* _Фрагмент_
►
Читаем Собрание сочинений. Том 2. Биография полностью

Это отрывок из вещи, называемой «Новые времена, новые заботы», из главы «На старом пепелище». Человек попал в такое положение, что к нему не приходят письма: перепутали фамилию. Он сидит и читает Рокамболя. Рокамболь ему нравится.

«Пожалуйста, господа романисты, берите краски для романов, которые пишете вы рабочему одинокому человеку, еще гуще, еще грубее тех, какие вы до сих пор брали… Бейте же в барабаны, колотите что есть мочи в медные тарелки, старайтесь представить любовь необычайно жгучей, чтобы она в самом деле прожгла нервы, так же в самом деле сожженные настоящим, заправским огнем… Так же невероятно и невозможно представляйте вы, господа романисты, и все другие человеческие отношения… Красота женщин должна изображаться особенно нелепо: грудь непременно должна быть роскошна до неприличия; сравнивайте ее с двумя огнедышащими горами, с геркулесовыми столпами, с египетскими пирамидами… Только с такими невероятными преувеличениями вы можете заброшенному в безысходную тьму одиночества человеку дать приблизительное понятие о том, что другим доступно в настоящем безыскусственном виде действительной красоты».

У Маяковского отношение к женщинам такое, как описал Глеб Успенский, с таким же преувеличением самой элементарной женственности. Это еще молодость.

Пушкин мальчиком рисовал юбку. Ноги, юбка — женщина не видна.
◄
* _Что нужно сделать_
Почему, согласно фрагменту, к человеку не приходят письма? Записи взяты из другого источника.

* _Записи набора данных_
►
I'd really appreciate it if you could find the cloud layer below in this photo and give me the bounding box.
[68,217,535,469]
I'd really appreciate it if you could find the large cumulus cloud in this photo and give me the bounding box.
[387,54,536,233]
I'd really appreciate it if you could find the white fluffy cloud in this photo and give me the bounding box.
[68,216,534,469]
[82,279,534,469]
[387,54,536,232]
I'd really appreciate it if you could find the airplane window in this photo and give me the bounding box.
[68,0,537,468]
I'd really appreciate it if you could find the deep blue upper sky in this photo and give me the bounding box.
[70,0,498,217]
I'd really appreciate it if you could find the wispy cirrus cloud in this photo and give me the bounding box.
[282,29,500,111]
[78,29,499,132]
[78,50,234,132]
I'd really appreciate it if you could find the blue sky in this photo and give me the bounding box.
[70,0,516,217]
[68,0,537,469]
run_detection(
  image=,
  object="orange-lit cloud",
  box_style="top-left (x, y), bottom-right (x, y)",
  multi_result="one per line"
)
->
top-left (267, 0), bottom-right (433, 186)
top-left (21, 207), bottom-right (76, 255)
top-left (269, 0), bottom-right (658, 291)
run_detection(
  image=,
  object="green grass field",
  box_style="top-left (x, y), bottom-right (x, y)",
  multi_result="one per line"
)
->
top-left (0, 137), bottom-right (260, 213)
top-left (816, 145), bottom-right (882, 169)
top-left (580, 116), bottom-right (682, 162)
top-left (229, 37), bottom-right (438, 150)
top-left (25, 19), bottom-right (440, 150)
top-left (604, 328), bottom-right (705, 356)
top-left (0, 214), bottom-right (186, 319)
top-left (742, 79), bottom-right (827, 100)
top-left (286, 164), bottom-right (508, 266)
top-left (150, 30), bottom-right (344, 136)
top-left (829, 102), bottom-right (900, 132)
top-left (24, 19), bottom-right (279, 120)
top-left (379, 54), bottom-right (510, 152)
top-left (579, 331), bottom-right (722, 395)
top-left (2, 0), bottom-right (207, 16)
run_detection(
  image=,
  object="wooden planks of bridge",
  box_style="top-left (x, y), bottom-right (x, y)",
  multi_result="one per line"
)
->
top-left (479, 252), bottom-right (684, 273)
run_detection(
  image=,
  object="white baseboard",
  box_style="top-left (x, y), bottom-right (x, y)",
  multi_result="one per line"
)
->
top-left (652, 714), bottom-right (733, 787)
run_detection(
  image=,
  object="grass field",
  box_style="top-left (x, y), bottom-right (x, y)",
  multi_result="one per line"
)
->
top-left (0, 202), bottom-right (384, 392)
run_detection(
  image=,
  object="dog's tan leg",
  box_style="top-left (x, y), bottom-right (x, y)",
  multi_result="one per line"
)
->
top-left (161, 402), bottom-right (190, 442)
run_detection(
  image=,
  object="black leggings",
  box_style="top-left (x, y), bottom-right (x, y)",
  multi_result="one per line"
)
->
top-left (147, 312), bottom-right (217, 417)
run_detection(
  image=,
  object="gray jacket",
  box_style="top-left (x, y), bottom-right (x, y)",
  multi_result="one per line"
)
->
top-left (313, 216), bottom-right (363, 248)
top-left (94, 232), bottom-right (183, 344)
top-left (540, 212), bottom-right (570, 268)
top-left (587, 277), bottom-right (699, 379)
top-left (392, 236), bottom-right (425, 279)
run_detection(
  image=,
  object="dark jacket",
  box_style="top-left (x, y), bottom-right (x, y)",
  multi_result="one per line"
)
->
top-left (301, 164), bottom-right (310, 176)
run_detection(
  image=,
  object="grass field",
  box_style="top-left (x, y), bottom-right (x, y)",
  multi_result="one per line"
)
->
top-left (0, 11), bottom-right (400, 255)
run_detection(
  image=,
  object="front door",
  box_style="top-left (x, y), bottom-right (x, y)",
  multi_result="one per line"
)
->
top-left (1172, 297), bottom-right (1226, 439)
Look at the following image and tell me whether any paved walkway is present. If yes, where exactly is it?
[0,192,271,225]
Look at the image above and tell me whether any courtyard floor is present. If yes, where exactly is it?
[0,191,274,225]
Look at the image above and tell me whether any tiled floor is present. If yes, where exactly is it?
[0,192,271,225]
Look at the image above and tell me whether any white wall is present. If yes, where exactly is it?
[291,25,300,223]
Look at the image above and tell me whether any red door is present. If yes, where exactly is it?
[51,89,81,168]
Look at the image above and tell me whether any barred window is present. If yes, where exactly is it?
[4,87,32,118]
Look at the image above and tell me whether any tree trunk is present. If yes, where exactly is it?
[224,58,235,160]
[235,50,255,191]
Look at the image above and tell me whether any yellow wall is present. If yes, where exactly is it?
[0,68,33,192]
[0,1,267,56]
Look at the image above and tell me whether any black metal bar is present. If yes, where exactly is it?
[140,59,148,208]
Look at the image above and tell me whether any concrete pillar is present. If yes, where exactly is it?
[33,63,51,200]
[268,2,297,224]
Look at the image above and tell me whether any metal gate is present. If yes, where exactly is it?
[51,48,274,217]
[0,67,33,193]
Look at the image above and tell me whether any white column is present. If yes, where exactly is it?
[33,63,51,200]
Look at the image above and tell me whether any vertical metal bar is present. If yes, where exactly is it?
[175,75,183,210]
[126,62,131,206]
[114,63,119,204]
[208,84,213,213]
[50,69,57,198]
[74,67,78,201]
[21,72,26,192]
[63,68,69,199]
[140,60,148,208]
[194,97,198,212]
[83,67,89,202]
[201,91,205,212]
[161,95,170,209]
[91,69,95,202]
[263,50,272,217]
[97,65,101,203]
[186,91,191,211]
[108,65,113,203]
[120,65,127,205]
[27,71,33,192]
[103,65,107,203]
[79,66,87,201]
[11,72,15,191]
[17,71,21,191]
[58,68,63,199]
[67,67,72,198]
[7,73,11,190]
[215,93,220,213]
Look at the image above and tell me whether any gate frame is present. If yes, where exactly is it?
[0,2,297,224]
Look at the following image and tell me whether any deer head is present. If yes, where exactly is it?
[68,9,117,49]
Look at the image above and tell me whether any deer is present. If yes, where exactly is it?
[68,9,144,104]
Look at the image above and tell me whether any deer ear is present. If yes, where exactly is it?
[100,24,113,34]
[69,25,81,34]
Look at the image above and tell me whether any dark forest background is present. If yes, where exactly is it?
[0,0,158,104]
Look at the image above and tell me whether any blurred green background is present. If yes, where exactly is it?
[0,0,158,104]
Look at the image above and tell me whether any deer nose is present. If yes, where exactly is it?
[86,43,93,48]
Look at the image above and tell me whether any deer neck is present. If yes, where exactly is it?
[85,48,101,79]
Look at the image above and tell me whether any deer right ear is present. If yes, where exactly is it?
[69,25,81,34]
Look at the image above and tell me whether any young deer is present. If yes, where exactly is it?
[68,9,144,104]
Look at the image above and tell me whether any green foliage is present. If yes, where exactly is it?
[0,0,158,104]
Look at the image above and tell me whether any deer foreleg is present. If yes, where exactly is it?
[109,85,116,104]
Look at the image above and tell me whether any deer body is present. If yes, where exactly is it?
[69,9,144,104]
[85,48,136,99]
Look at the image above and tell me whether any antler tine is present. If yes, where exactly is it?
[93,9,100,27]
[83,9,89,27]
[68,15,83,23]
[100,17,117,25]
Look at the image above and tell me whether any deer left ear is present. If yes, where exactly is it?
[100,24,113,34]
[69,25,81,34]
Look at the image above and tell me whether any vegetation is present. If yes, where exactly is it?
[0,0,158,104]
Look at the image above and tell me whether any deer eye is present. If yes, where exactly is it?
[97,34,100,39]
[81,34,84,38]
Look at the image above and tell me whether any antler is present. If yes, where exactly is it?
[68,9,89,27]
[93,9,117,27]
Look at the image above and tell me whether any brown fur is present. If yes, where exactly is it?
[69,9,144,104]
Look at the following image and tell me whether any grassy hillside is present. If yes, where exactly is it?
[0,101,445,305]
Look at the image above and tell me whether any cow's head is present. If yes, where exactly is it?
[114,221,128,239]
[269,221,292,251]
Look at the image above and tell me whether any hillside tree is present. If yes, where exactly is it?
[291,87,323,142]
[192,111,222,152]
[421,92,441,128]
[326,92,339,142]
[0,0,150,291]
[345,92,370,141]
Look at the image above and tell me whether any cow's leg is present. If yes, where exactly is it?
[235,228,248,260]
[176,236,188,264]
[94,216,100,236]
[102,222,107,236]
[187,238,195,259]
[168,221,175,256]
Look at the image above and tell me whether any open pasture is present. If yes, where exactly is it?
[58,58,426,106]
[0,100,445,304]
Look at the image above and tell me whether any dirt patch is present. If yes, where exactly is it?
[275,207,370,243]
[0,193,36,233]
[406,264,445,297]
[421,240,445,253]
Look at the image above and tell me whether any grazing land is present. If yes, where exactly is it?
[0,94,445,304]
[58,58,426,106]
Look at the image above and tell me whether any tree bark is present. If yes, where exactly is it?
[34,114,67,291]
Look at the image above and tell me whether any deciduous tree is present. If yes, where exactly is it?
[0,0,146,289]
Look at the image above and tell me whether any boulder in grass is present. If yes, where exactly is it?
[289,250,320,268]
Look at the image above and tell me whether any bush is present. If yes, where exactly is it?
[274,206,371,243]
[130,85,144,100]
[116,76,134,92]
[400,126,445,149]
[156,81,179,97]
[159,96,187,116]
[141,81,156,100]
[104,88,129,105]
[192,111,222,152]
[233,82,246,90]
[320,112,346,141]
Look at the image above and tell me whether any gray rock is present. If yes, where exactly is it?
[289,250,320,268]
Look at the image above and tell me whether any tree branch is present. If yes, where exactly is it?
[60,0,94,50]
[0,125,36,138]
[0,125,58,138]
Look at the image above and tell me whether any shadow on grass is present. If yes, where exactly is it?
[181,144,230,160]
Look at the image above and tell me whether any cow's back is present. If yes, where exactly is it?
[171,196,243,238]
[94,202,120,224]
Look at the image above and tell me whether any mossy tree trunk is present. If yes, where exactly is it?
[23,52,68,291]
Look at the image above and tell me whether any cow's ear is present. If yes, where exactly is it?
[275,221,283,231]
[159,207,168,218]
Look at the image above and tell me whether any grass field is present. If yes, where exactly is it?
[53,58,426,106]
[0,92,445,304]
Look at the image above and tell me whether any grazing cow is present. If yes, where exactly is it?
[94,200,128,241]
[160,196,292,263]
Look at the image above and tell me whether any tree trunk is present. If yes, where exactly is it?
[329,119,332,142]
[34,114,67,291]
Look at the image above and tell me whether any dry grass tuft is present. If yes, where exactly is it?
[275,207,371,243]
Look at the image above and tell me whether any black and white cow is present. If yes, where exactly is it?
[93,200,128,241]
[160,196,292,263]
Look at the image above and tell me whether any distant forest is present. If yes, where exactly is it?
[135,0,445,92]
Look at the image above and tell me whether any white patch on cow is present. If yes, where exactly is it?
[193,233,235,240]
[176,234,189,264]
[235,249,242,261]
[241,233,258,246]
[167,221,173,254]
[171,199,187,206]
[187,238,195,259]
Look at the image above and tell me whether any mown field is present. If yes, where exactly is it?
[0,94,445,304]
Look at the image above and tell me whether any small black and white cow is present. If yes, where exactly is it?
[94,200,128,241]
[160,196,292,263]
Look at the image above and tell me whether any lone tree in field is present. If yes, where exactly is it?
◄
* _Результат_
Перепутали его фамилию.